[begin Text passage]

For simplicity, my example below will assume your system has an 18-bit address bus and therefore uses the starting address of 777170. Adjust this value (as described above) as appropriate for your system.
To format a single-density single-sided (ie RX01-format) disk in Drive 0, make the following entries at the ODT prompt. Note that you press LINEFEED (not RETURN or ENTER) at the end of the first line. On some DEC keyboards, such as the LK201, LINEFEED is F13 on the top row. If you’re working from a PC keyboard (and therefore don’t have a LINEFEED key) press CTRL-J instead.
@777170/004040 11 ↓ 777172/000000 222 ⤶ @
As soon as you hit RETURN (after the 222) you’ll get the ‘@’ prompt as shown above and the formatting process will commence. You should hear and see the drive slowly step from cylinder 0 to 76, then rapidly return to cylinder 0, then slowly step from cylinder 0 to 76 again.
No success or failure messages will be displayed on the console. Instead, we need to check the DQ419’s status register to confirm the disk was successfully formatted:
@777170/004040 ⤶ @
The 004040 tells us that the formatting operation was successful, because bit 15 was clear. If an error had occurred, bit 15 would be set and the first digit of the above 6-digit octal number would therefore be “1” rather than “0”. Further information about each bit of the status register is available at Section 4.2 of the Instruction Manual.
If you want to format the disk as double-density single-sided (ie RX02-format), we deposit 411 into the first address, instead of 11. Keep in mind that RT-11’s “format” command can convert an RX01 disk to an RX02 disk (when in an RX02 system), so there’s no real need to use the DQ419’s firmware to format double-density disks.

[end Text passage]
[begin Given information]

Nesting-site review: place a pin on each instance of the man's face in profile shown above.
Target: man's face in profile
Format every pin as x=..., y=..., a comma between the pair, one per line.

[end Given information]

Problem statement — Reproduce the disk-formatting passage starting at "To format a" and ending at "to 76 again.", swapping "cylinder" for "track".

Correct output —
To format a single-density single-sided (ie RX01-format) disk in Drive 0, make the following entries at the ODT prompt. Note that you press LINEFEED (not RETURN or ENTER) at the end of the first line. On some DEC keyboards, such as the LK201, LINEFEED is F13 on the top row. If you’re working from a PC keyboard (and therefore don’t have a LINEFEED key) press CTRL-J instead.
@777170/004040 11 ↓ 777172/000000 222 ⤶ @
As soon as you hit RETURN (after the 222) you’ll get the ‘@’ prompt as shown above and the formatting process will commence. You should hear and see the drive slowly step from track 0 to 76, then rapidly return to track 0, then slowly step from track 0 to 76 again.